• Selected extract:
========================
14.3. Third Party Agreements; Subordination.

      The Plan Distributions to the various classes of Claims hereunder shall not affect the right of any Person to levy, garnish, attach, or employ any other legal process with respect to such Plan Distributions by reason of any claimed subordination rights or otherwise. All of such rights and any agreements relating thereto shall remain in full force and effect. Plan Distributions under the Plan shall be subject to and modified by any Final Order directing distributions other than as provided in the Plan. The right of the Debtors to seek subordination of any Claim pursuant to section 510 of the Bankruptcy Code is fully reserved, and the treatment afforded any Claim that becomes a Subordinated Claim at any time shall be modified to reflect such subordination.

 
14.4. Exculpation.

      None of the Debtors, or any of their respective, members, officers, directors, employees, agents, representatives, advisors, attorneys, successors and assigns shall be liable for any Cause of Action arising in connection with or out of the administration of the Chapter 11 Cases, pursuit of confirmation of the Plan, the consummation of the Plan, or the administration of the Plan or the property to be distributed under the Plan, except for gross negligence or willful misconduct as determined by Final Order of the Bankruptcy Court, and in all respects shall be entitled to rely upon the advice of counsel and all information provided by other exculpated persons herein without any duty to investigate the veracity or accuracy of such information with respect to their duties and responsibilities under the Plan.

PLAN-28


 

 
14.5. Discharge of Liabilities.

      Except as otherwise provided in the Plan, all holders of Claims and Equity Interests shall be precluded from asserting against the Debtors, the Assets, or any property dealt with under the Plan, any further or other Claim based upon any act or omission, transaction, or other activity of any kind or nature that occurred prior to the Confirmation Date.

 
14.6. Notices.

      Any notices, requests, and demands required or permitted to be provided under the Plan, in order to be effective, shall be in writing (including, without express or implied limitation, by facsimile transmission), and, unless otherwise expressly provided herein, shall be deemed to have been duly given or made when actually delivered or, in the case of notice by facsimile transmission, when received and telephonically confirmed, addressed as follows:

  Mirant Corporation
Attention: General Counsel
1155 Perimeter Center West
Suite 100
Atlanta, Georgia 30338
Telephone: (678) 579-5000
Telecopier: (678) 579-6767

and
 
  White & Case LLP
Attention: Gerard Uzzi
Wachovia Financial Center
200 South Biscayne Boulevard, 49th Floor
Miami, Florida 33131
Telephone: (305) 317-2700
Telecopier: (305) 358-5744

 
14.7. Headings.
========================
• Dataset entries:
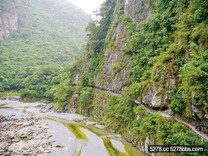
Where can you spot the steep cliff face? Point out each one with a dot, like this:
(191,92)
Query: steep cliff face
(115,71)
(8,23)
(138,10)
(151,60)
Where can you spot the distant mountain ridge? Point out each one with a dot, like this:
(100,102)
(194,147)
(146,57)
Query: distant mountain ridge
(36,33)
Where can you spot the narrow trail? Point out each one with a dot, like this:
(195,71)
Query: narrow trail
(202,135)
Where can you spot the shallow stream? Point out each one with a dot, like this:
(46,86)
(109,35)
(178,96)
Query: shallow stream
(74,138)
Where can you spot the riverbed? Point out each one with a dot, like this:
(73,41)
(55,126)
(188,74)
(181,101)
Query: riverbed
(35,129)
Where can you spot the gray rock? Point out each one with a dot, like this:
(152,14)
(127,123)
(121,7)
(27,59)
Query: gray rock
(195,112)
(91,123)
(138,10)
(8,23)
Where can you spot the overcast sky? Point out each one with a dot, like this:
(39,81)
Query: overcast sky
(87,5)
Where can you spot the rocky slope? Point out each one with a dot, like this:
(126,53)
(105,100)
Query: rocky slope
(149,57)
(8,23)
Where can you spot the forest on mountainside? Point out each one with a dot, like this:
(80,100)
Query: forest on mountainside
(165,53)
(171,44)
(50,34)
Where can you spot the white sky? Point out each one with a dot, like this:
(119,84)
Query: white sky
(87,5)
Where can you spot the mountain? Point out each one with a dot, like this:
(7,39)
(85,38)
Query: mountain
(143,73)
(144,68)
(37,33)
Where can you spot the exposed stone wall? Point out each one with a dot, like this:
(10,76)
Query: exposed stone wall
(8,23)
(138,10)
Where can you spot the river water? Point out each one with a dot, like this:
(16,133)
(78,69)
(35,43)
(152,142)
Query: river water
(72,132)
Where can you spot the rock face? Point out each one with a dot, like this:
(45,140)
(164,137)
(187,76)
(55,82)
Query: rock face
(115,80)
(138,10)
(8,23)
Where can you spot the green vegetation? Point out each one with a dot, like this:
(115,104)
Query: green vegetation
(171,44)
(48,34)
(172,41)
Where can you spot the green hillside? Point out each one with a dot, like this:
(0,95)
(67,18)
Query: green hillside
(50,32)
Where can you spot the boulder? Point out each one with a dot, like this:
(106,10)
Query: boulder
(14,98)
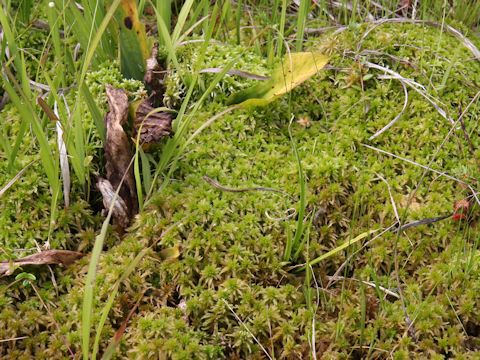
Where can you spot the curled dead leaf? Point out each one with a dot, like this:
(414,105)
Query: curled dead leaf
(118,155)
(154,74)
(49,257)
(119,211)
(153,125)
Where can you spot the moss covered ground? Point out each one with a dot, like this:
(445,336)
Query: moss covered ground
(230,294)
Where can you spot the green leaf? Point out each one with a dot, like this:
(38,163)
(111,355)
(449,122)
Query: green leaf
(294,70)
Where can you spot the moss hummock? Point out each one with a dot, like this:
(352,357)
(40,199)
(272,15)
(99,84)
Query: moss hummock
(231,281)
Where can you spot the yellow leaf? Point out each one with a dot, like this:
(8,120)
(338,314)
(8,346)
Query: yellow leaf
(294,70)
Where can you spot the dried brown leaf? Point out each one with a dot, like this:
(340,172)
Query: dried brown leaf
(118,154)
(154,74)
(119,211)
(153,126)
(60,257)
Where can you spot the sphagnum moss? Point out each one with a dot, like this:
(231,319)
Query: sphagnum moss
(232,249)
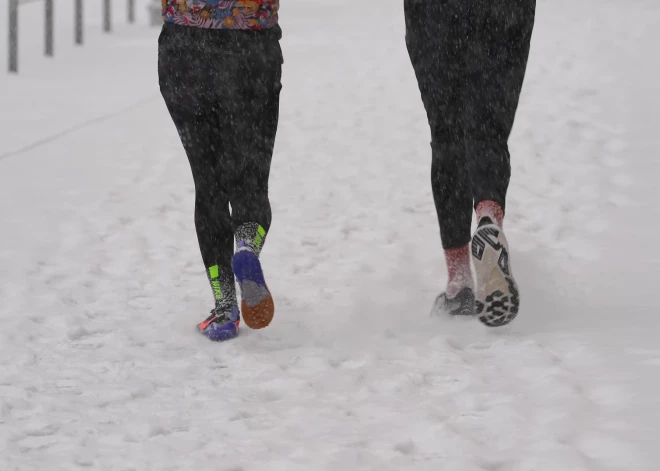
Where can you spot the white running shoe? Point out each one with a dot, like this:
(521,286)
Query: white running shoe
(496,298)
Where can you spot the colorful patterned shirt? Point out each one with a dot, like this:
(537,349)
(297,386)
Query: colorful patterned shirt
(222,14)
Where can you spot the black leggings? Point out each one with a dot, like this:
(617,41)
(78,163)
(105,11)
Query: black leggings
(222,90)
(470,58)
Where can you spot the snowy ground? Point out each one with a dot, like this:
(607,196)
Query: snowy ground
(101,282)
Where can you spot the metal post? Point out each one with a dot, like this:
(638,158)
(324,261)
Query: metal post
(49,28)
(13,35)
(106,16)
(131,11)
(78,19)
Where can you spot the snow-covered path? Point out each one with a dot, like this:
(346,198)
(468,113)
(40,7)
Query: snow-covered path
(101,282)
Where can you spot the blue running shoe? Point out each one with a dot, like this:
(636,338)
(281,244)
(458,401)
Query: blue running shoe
(221,326)
(257,304)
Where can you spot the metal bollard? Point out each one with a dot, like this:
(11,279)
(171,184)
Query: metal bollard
(106,16)
(48,33)
(13,35)
(79,22)
(131,11)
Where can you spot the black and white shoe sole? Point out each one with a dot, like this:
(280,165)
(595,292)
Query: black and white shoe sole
(496,298)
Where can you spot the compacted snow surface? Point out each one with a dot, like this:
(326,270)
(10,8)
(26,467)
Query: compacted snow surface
(101,282)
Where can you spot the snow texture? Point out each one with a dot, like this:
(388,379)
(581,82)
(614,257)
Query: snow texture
(101,283)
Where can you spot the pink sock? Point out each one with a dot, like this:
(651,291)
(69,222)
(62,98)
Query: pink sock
(491,209)
(458,268)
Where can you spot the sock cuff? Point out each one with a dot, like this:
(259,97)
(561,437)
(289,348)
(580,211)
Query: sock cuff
(223,286)
(491,209)
(252,235)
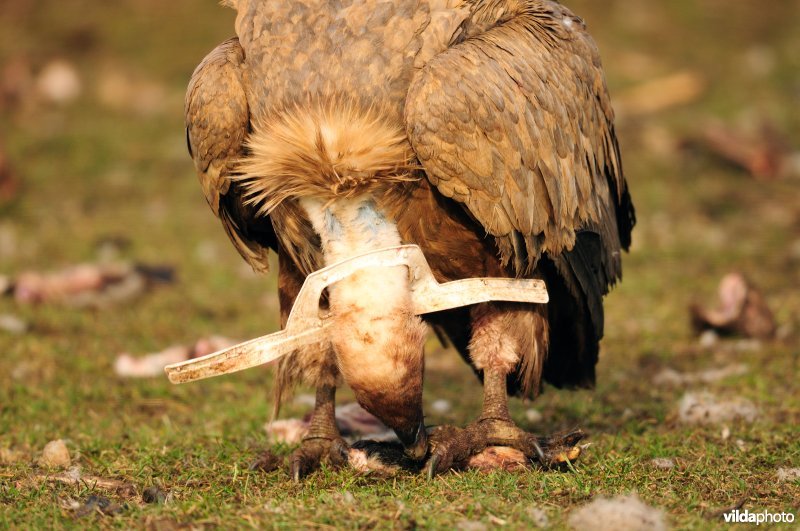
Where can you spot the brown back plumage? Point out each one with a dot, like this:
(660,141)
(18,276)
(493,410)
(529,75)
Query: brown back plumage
(501,104)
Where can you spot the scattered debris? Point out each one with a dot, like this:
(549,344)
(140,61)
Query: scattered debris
(663,463)
(499,457)
(55,455)
(622,513)
(59,82)
(762,151)
(12,324)
(742,311)
(539,517)
(660,94)
(152,365)
(671,377)
(362,460)
(705,408)
(88,285)
(73,476)
(788,474)
(154,495)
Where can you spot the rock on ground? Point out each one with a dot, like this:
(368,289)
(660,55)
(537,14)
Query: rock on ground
(788,474)
(705,408)
(55,454)
(622,513)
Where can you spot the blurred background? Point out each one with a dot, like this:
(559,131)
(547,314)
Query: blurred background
(107,246)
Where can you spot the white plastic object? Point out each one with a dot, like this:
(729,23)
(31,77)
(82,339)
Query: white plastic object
(305,325)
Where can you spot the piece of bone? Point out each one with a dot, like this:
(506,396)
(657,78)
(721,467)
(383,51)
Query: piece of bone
(741,311)
(152,365)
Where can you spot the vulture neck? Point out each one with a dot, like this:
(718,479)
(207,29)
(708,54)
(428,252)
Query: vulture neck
(377,338)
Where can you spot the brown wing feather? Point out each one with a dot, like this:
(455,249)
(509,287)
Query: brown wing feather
(217,122)
(515,122)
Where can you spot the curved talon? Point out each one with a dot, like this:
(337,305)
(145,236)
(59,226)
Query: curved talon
(315,450)
(539,451)
(433,465)
(295,470)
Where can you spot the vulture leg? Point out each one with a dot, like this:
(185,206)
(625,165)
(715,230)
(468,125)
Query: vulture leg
(315,366)
(502,337)
(323,440)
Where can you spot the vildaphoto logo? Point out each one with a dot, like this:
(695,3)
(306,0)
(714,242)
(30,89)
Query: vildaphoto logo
(764,517)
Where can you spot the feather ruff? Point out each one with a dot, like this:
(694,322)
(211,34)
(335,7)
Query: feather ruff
(324,151)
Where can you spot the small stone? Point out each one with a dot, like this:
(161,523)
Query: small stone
(539,517)
(788,474)
(9,456)
(441,406)
(55,454)
(12,324)
(705,408)
(471,525)
(664,463)
(708,339)
(154,495)
(59,82)
(101,504)
(534,416)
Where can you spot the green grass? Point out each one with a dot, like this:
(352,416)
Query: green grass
(91,172)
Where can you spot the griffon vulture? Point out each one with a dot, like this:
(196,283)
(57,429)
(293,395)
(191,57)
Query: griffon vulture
(479,130)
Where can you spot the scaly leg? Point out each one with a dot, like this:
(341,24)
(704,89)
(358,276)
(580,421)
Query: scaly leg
(452,447)
(323,442)
(501,335)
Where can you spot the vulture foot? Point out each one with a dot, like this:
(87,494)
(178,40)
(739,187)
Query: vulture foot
(313,451)
(453,447)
========================
• What to produce:
For each statement below, say yes or no on whether it agrees with the plan excerpt, and quote the words from the excerpt that decide it. 1. Notices under the plan may be sent by facsimile. 2. The exculpated parties must check whether information from other exculpated persons is accurate. 3. The Debtors give up their right to seek subordination of a Claim under section 510 of the Bankruptcy Code.

• Solution below:
1. Yes: "(including, without express or implied limitation, by facsimile transmission)"
2. No: "without any duty to investigate the veracity or accuracy of such information"
3. No: "The right of the Debtors to seek subordination of any Claim pursuant to section 510 of the Bankruptcy Code is fully reserved"